» What this task involves:
Rewrite every line of the items below, requests included, and shift each x and y pixel coordinate in the answer points by adding -85 to it. Leave the pictures out.

[Named-object pointing items]
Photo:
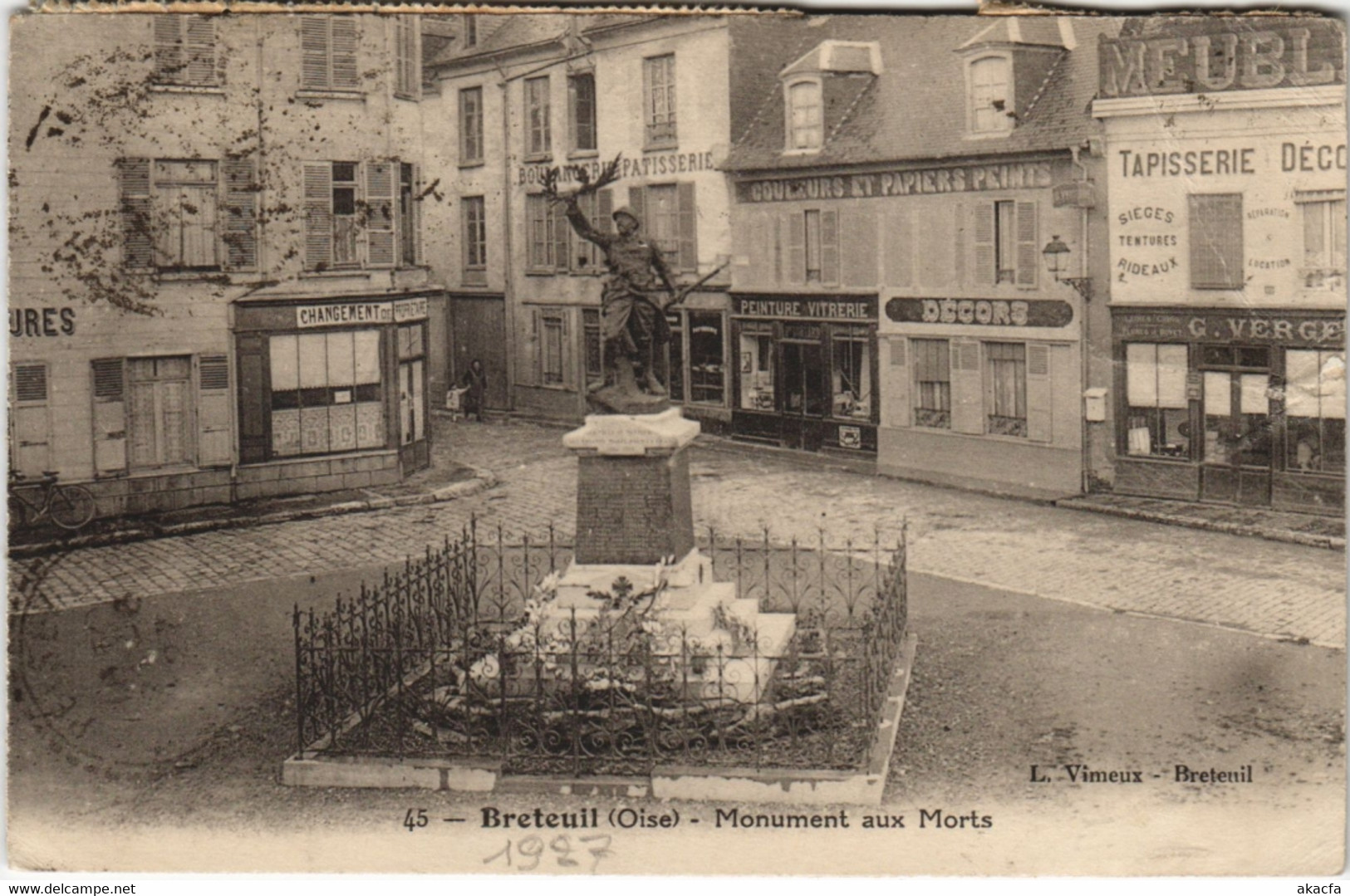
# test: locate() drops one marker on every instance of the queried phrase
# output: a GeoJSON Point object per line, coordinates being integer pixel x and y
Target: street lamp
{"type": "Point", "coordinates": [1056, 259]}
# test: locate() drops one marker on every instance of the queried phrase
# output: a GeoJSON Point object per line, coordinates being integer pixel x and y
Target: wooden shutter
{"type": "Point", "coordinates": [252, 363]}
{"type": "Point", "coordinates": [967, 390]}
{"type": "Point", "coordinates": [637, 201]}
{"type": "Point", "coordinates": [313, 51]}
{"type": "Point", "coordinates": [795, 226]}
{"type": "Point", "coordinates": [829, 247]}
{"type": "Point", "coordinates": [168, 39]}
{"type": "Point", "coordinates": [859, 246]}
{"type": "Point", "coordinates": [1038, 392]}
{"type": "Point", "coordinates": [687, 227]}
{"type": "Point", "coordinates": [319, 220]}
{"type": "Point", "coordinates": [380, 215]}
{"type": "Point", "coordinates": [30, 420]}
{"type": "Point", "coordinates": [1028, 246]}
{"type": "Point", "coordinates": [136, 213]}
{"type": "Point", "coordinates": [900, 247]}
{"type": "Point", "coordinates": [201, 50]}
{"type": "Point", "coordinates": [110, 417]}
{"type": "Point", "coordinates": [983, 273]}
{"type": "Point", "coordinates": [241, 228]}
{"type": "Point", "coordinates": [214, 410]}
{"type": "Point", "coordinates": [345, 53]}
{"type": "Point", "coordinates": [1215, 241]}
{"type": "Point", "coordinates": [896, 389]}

» The completed task:
Photo:
# test: locate() drops one marker on every instance of the queried phrase
# output: a GeoJSON Point object per line, coordinates being integer pixel x and y
Target: street lamp
{"type": "Point", "coordinates": [971, 174]}
# test: locate() drops one marker on every instance of the queried phrase
# output: a GeoJSON Point object per line, coordinates being integer pixel x and y
Target: wooden shutter
{"type": "Point", "coordinates": [167, 278]}
{"type": "Point", "coordinates": [882, 305]}
{"type": "Point", "coordinates": [552, 116]}
{"type": "Point", "coordinates": [228, -34]}
{"type": "Point", "coordinates": [710, 141]}
{"type": "Point", "coordinates": [744, 162]}
{"type": "Point", "coordinates": [83, -46]}
{"type": "Point", "coordinates": [774, 161]}
{"type": "Point", "coordinates": [953, 307]}
{"type": "Point", "coordinates": [602, 142]}
{"type": "Point", "coordinates": [234, 135]}
{"type": "Point", "coordinates": [295, 130]}
{"type": "Point", "coordinates": [-55, 335]}
{"type": "Point", "coordinates": [943, 161]}
{"type": "Point", "coordinates": [51, 128]}
{"type": "Point", "coordinates": [815, 162]}
{"type": "Point", "coordinates": [116, -35]}
{"type": "Point", "coordinates": [25, 332]}
{"type": "Point", "coordinates": [898, 188]}
{"type": "Point", "coordinates": [156, 143]}
{"type": "Point", "coordinates": [129, 325]}
{"type": "Point", "coordinates": [260, -32]}
{"type": "Point", "coordinates": [1130, 156]}
{"type": "Point", "coordinates": [811, 304]}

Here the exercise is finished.